* _Listed records_
____

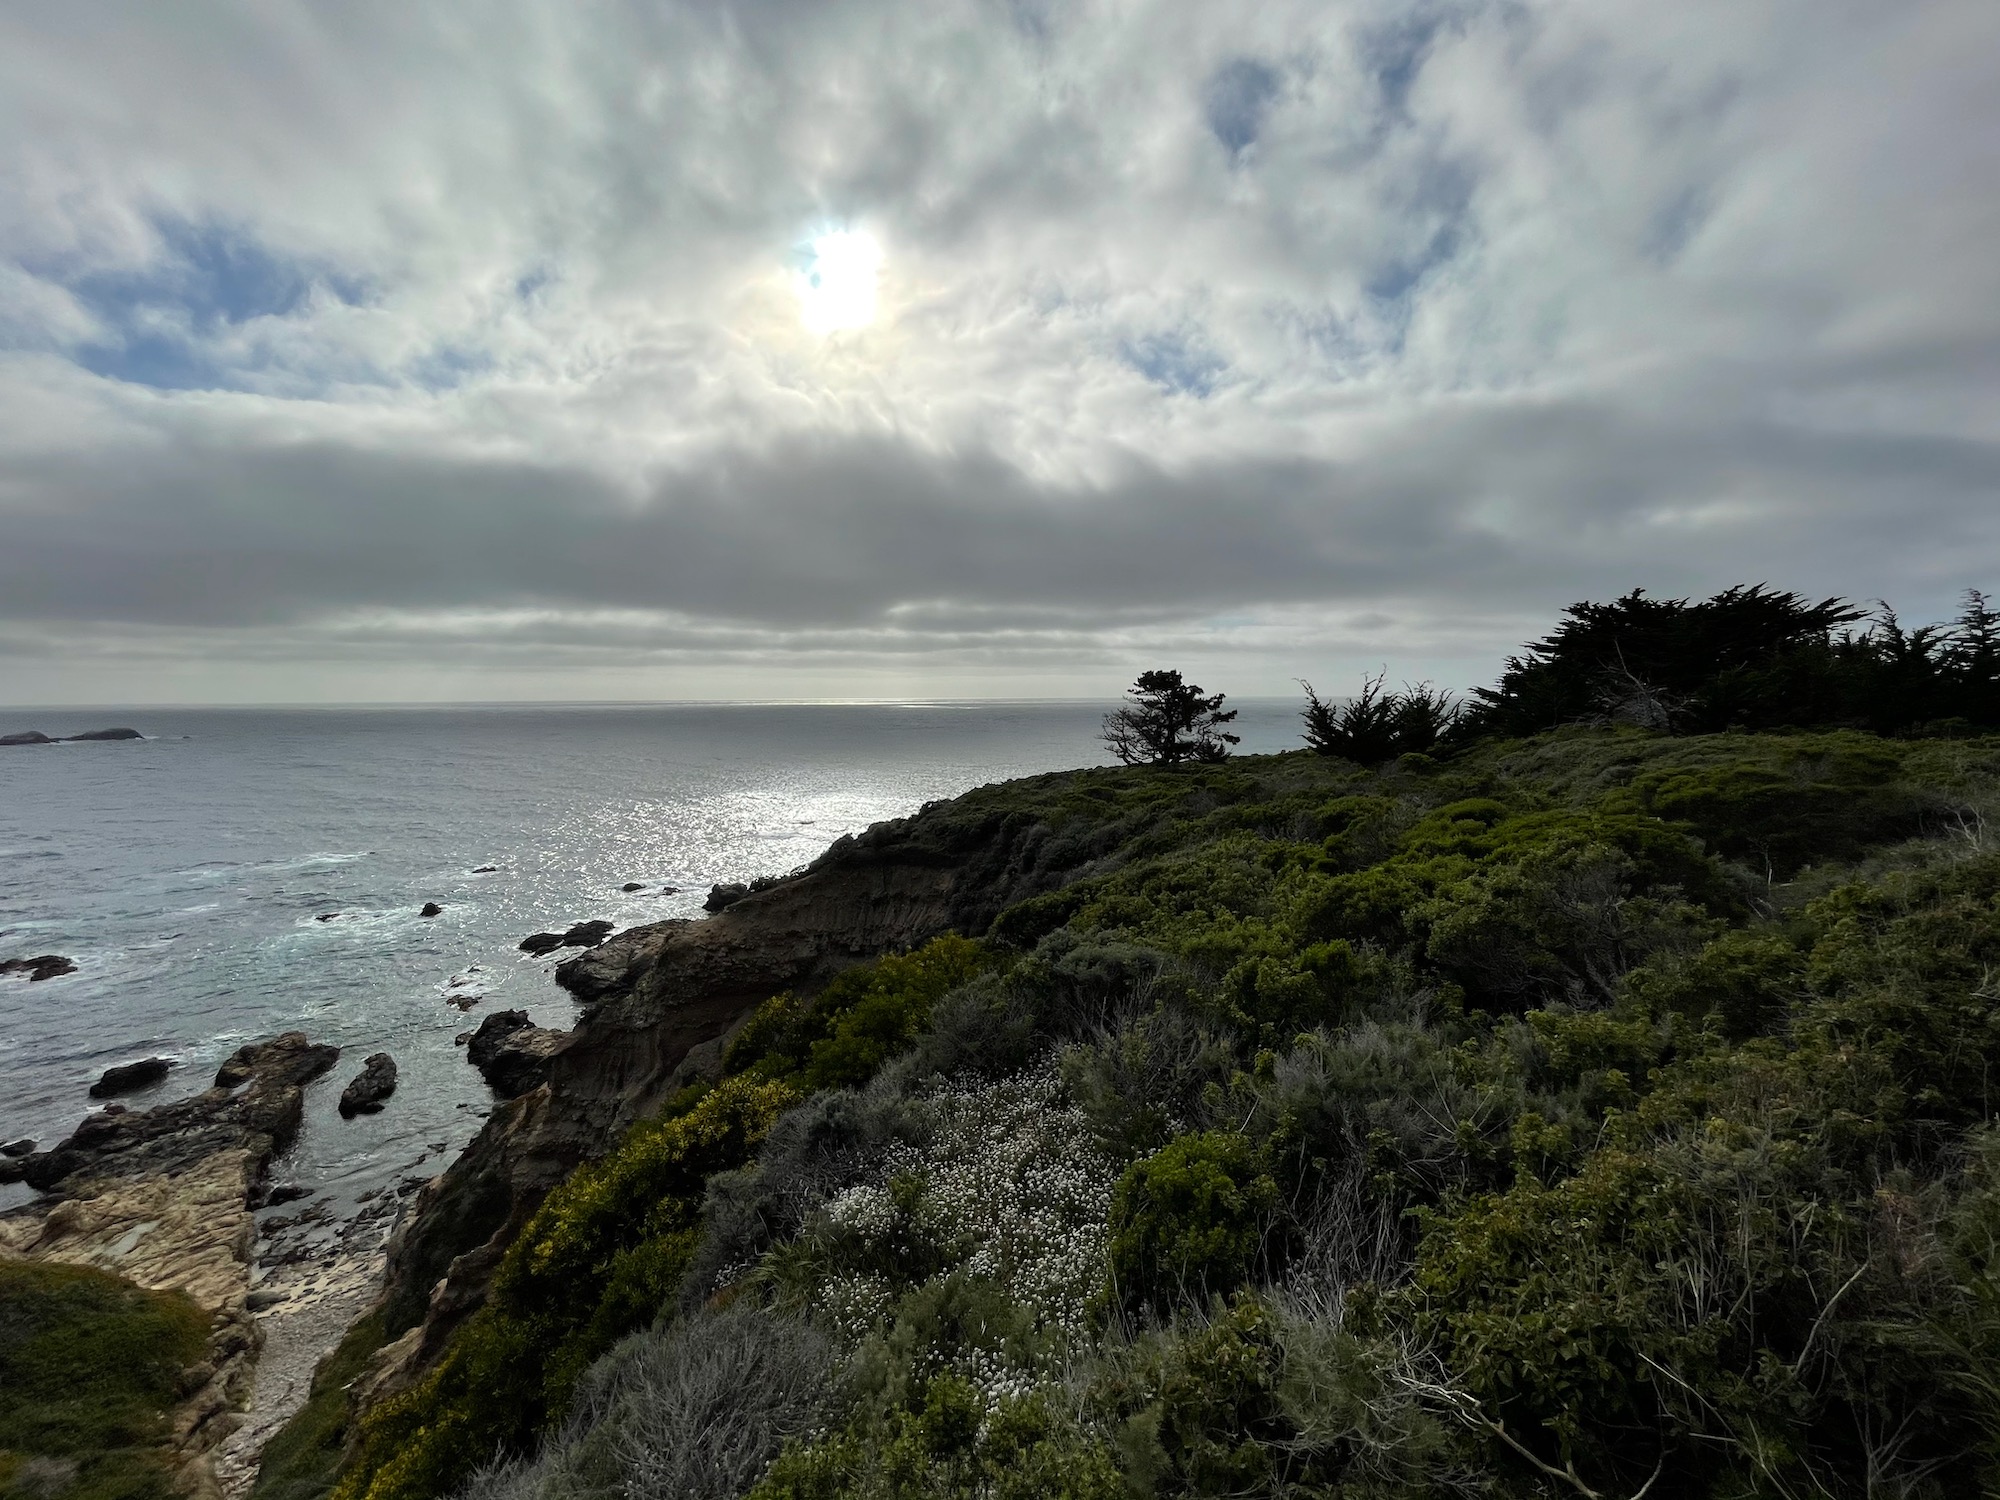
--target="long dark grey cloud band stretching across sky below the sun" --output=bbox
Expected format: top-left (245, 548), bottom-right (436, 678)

____

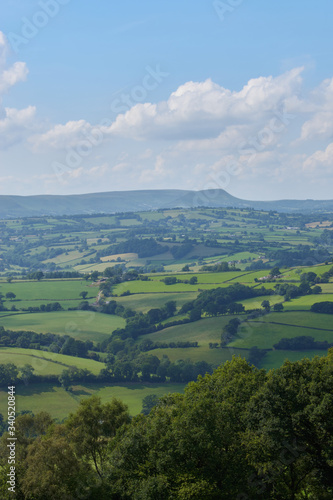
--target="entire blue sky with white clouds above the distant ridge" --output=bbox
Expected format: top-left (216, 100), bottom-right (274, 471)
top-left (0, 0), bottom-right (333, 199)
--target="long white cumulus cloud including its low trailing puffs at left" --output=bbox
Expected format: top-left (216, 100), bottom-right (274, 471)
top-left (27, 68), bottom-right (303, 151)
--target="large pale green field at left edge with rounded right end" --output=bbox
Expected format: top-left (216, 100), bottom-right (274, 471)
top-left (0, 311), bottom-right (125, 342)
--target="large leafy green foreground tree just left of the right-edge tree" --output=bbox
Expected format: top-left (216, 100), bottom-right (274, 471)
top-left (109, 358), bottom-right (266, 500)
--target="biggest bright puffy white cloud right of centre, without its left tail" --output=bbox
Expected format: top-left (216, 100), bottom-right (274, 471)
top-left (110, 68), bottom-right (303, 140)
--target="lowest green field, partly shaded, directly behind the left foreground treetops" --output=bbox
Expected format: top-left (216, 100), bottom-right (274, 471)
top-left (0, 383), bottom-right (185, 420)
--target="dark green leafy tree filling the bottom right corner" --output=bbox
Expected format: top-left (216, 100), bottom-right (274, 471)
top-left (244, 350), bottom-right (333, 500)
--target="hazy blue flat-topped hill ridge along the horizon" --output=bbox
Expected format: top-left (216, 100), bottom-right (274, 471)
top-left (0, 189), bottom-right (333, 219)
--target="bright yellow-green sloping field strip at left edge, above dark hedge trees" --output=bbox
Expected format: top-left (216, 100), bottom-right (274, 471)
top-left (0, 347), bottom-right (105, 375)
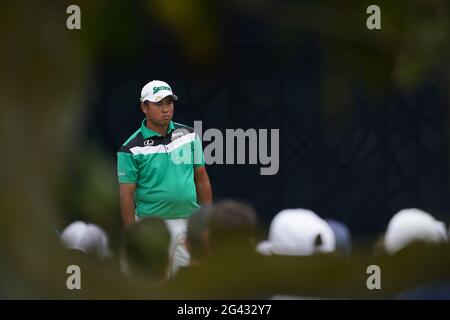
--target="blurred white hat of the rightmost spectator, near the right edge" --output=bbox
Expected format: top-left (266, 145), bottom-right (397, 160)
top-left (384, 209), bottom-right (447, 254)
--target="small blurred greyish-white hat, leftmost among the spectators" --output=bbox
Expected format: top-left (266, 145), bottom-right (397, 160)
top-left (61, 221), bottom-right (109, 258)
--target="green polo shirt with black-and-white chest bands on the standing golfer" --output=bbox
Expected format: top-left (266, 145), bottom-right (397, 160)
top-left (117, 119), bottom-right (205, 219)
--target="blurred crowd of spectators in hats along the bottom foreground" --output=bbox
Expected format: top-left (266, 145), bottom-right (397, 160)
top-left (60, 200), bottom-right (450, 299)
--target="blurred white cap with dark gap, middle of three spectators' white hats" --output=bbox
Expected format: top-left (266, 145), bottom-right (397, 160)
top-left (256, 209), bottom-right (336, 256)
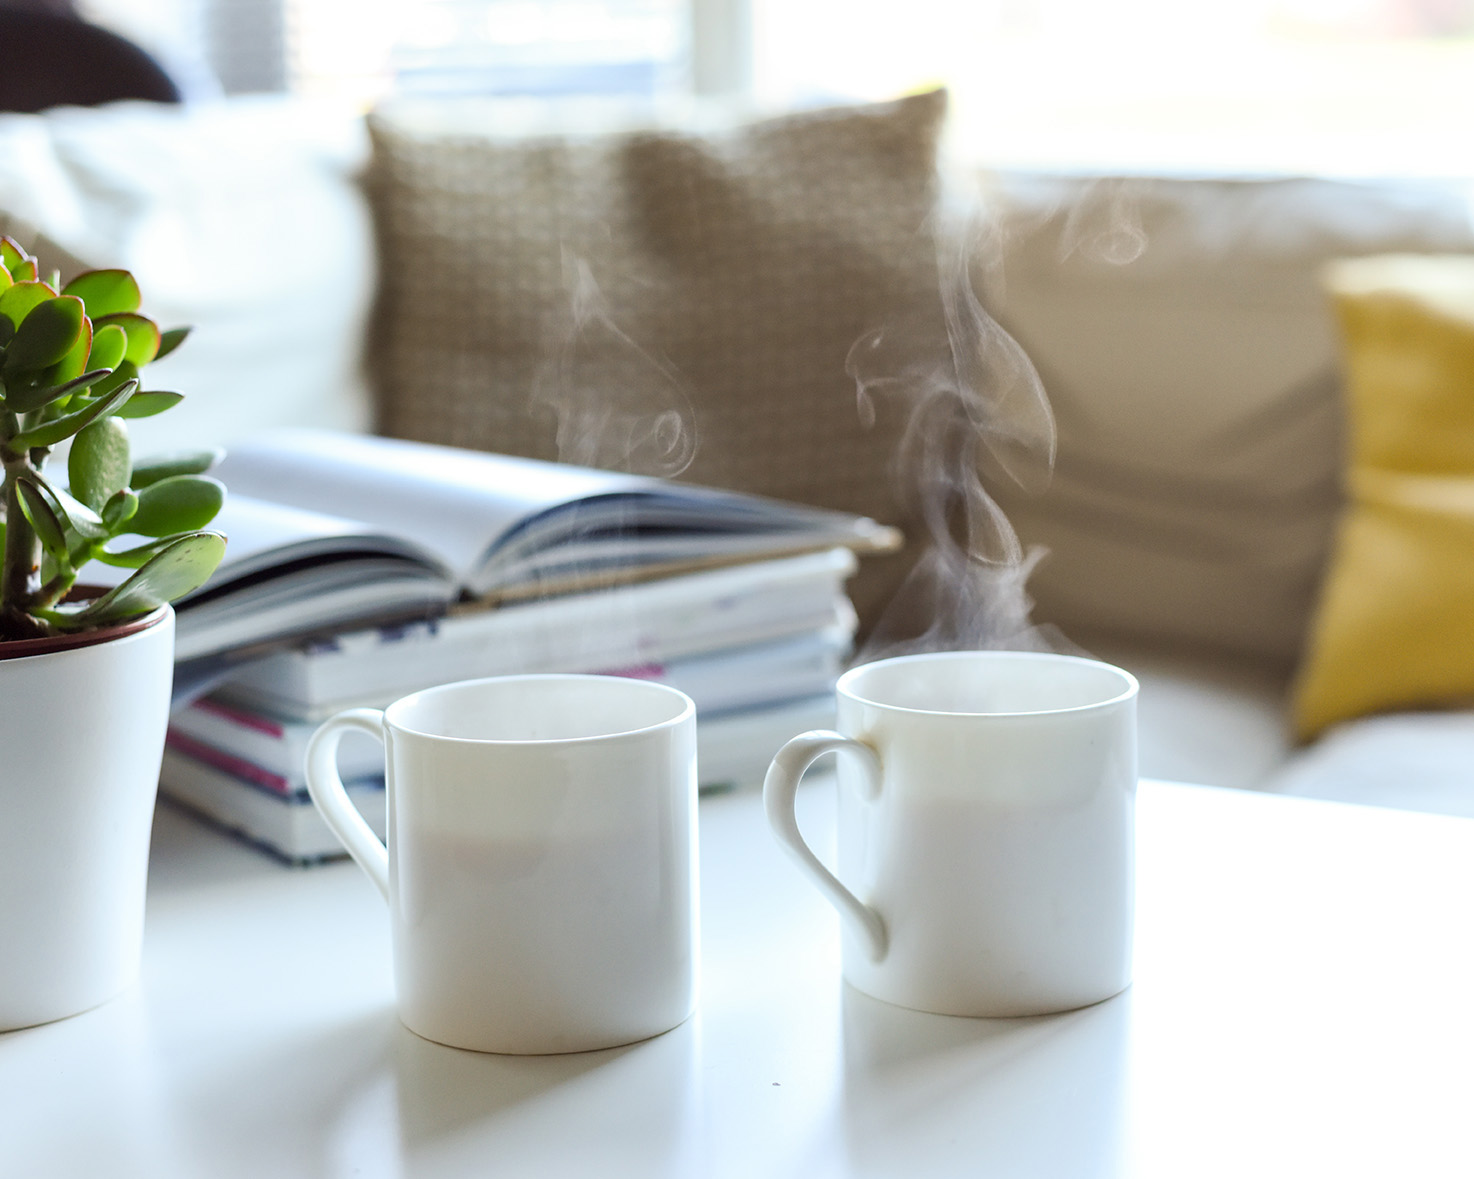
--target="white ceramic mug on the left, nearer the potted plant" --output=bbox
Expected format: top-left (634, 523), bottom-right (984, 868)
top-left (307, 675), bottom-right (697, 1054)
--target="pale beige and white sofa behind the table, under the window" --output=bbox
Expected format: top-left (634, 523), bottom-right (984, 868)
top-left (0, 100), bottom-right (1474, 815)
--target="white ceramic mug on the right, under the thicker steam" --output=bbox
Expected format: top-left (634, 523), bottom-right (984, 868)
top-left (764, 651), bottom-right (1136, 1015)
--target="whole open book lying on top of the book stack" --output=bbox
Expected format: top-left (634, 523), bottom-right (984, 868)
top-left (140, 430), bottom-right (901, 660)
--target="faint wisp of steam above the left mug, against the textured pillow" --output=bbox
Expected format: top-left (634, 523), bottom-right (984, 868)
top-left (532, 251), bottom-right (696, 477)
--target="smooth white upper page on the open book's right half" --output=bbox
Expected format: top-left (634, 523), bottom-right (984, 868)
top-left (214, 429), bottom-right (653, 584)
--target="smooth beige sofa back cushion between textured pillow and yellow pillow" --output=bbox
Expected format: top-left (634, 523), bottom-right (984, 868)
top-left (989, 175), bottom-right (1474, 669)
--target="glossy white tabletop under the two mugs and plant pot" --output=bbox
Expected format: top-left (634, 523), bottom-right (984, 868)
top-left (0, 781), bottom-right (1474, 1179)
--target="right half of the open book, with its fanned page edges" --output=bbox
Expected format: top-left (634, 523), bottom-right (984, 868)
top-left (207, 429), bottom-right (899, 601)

____

* _Problem description_
Take each line of the material above that holds the string "pillow" and copy it.

* _Answer space_
--target="faint wisp of steam above the left mug, against the textured pillow" --output=bbox
--target="smooth beige sofa back cushion between textured pillow and yellow pillow" --output=bbox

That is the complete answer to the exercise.